A couple of stories from the latest issue of the Advocate newsmagazine are worth sharing.
The first offers a glimmer of hope:
A new poll shows Americans are split as to whether governments should recognize gay marriage, but a majority say same-sex couples should have legal recognition, the Associated Press reported Monday. The poll was conducted by the AP in conjunction with the National Constitution Center.
Furthermore, more than two-thirds of respondents under the age of 35 say that same-sex couples should receive the same recognition and benefits as heterosexual couples; less than 40% of those older than 35 agree with the younger age group.
Those questioned say they support governmental assistance to religious organizations for community service programs, but the support decreases if the organizations also promote their religious beliefs.
The second story is all bad news:
The Advocate also reports that same-gender partners seeking to adult their spouse or partner’s child won’t find a welcome reception in the Bluegrass State.
A strongly worded opinion from the Kentucky court of appeals has barred judges from granting same-sex partners the right to adopt children as stepparents, reports The [Louisville] Courier-Journal.
The 3-0 ruling decreed that stepparent adoptions are permitted only when the second parent is legally married to the biological mother or father of the child. Same-sex couples are not allowed to marry in Kentucky due to the state’s constitutional amendment, and the court of appeals decision said a family court judge and lawyers for a lesbian couple had ignored that law in allowing a stepparent adoption for a member of that couple in 2005.
Let’s assume that the ruling judges are older than 35.
══════════
▶ PROBLEMS AND TASKS:
1. In one to three sentences, explain why the post says same-sex partners in Kentucky can no longer adopt their partner's child as stepparents.
2. Transcribe the post between "The 3-0 ruling" and "couple in 2005.", inclusive.
The entries that follow are separate material, unconnected to the post.

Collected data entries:
══════════
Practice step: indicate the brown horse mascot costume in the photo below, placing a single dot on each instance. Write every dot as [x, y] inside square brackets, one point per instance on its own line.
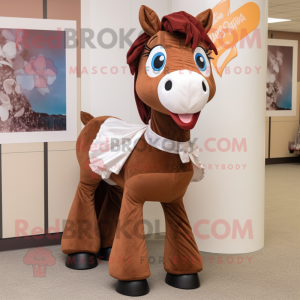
[173, 82]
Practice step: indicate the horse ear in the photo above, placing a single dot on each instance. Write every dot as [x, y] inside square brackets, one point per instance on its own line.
[149, 20]
[206, 19]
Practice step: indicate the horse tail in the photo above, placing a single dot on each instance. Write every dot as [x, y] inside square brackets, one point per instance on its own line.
[85, 117]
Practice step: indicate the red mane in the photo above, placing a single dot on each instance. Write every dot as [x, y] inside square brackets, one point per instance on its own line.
[178, 22]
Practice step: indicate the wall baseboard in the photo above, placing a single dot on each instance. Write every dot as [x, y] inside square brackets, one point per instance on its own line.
══════════
▶ LIST OF ANSWERS:
1. The Kentucky court of appeals ruled that stepparent adoptions are permitted only when the second parent is legally married to the child's biological mother or father. Because the state's constitutional amendment does not allow same-sex couples to marry, same-sex partners cannot meet that condition, so judges are barred from granting them such adoptions.

2.
The 3-0 ruling decreed that stepparent adoptions are permitted only when the second parent is legally married to the biological mother or father of the child. Same-sex couples are not allowed to marry in Kentucky due to the state’s constitutional amendment, and the court of appeals decision said a family court judge and lawyers for a lesbian couple had ignored that law in allowing a stepparent adoption for a member of that couple in 2005.